Consegna: Elenchi tutte le pratiche che il reportage sul Messico definisce usuali per le forze di polizia, l'esercito e le squadre paramilitari.

Pubblichiamo la prima parte di un reportage sulla situazione in Messico.
L'Osservatorio America Latina del centro sociale XM24 di Bologna e il
collettivo Nodo Solidale di Roma stanno realizzando un progetto di
formazione e documentazione tra le comunità messicane in
resistenza.
Da Oaxaca, al Chiapas a Città del Messico, incontriamo i
protagonisti di un variegato movimento che sta proponendo un cambio
sociale come reale alternativa al modello neoliberale. Un movimento di
movimenti che subisce costantemente una brutale repressione per ordine
incondizionato di governi di destra e di sinistra: sparizioni,
pestaggi, torture, stupri, omicidi, sono le pratiche usuali delle forze
di polizia, dell'esercito e delle squadre paramilitari al soldo della
classe politica e dei grandi impresari.

(Un blocco di dati)
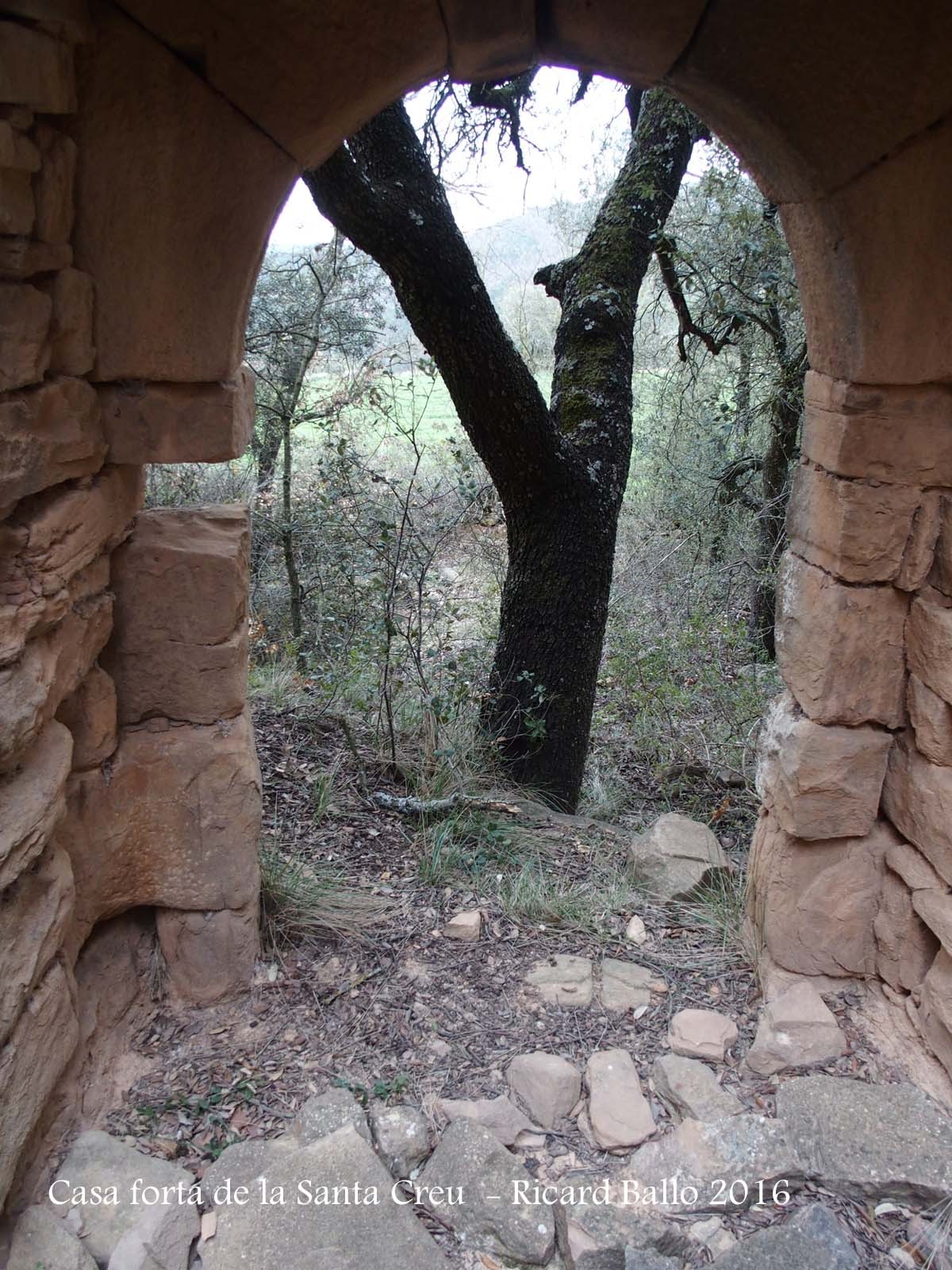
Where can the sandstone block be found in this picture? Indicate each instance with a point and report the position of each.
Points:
(175, 825)
(930, 645)
(37, 908)
(37, 1052)
(896, 433)
(36, 70)
(841, 649)
(48, 435)
(181, 643)
(71, 329)
(175, 423)
(209, 956)
(856, 530)
(25, 324)
(33, 800)
(918, 799)
(814, 903)
(822, 781)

Risposta scritta: Sparizioni, pestaggi, torture, stupri, omicidi.